What to work on — Quote the news excerpt below about the seized ponies in full, word for word.

Document section —
He told a court: “One gets quite used to seeing scruffy ponies but I was quite shocked when I saw these animals – shocked an appalled to be honest. What came to mind was the visions one sees on the television of Belsen and Auschwitz.
“The animals I was looking at, they struck me as appallingly thin but I think, overwhelmingly, the apathy they were exhibiting, that struck me the most.
“My stable manager, who is quite a hard nut, actually cried when she saw these animals, and that is unusual.”
Mr Jepson, who has 38 years experience and is a former director of veterinary services for the Ministry of Defence, also spoke of the progress made by the animals after they were seized from Gray’s farm in Chalk Lane, Hyde Heath, in January 2008. His evidence was part of appeal proceedings held at Bicester Magistrates Court, Oxfordshire, which is sitting as Aylesbury Crown Court.

Entries taken from a collection
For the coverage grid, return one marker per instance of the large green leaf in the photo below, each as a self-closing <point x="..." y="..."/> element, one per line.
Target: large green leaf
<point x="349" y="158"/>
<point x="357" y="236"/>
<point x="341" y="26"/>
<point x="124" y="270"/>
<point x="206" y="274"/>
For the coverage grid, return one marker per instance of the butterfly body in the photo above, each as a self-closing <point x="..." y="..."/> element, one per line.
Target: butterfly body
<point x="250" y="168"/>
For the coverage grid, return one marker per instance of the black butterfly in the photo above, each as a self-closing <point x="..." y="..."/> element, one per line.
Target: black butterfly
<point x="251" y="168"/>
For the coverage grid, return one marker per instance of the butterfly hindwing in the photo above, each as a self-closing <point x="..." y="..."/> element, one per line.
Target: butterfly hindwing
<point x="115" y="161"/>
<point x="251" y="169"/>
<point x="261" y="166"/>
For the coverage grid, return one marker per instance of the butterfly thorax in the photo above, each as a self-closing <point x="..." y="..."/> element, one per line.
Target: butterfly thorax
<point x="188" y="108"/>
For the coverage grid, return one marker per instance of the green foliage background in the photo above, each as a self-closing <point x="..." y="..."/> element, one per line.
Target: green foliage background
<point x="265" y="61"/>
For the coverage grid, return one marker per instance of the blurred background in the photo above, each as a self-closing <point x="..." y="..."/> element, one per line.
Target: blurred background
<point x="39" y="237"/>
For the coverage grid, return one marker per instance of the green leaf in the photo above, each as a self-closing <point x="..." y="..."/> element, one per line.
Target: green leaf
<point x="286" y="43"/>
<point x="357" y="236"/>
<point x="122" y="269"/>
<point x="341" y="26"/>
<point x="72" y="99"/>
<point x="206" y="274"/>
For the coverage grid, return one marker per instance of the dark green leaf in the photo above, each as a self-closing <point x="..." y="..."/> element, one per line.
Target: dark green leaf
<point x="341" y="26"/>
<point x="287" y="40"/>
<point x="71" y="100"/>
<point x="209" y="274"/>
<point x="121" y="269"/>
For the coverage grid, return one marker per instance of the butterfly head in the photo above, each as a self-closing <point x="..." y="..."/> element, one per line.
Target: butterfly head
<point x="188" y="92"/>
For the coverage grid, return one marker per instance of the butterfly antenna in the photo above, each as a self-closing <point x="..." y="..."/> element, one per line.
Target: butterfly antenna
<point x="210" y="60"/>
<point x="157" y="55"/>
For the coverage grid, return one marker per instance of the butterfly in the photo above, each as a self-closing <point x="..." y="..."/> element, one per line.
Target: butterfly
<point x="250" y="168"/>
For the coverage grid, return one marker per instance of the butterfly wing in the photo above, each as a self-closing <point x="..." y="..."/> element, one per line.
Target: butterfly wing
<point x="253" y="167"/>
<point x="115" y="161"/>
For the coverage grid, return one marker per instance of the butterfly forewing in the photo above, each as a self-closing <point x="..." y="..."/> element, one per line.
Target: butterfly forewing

Reply —
He told a court: “One gets quite used to seeing scruffy ponies but I was quite shocked when I saw these animals – shocked an appalled to be honest. What came to mind was the visions one sees on the television of Belsen and Auschwitz.
“The animals I was looking at, they struck me as appallingly thin but I think, overwhelmingly, the apathy they were exhibiting, that struck me the most.
“My stable manager, who is quite a hard nut, actually cried when she saw these animals, and that is unusual.”
Mr Jepson, who has 38 years experience and is a former director of veterinary services for the Ministry of Defence, also spoke of the progress made by the animals after they were seized from Gray’s farm in Chalk Lane, Hyde Heath, in January 2008. His evidence was part of appeal proceedings held at Bicester Magistrates Court, Oxfordshire, which is sitting as Aylesbury Crown Court.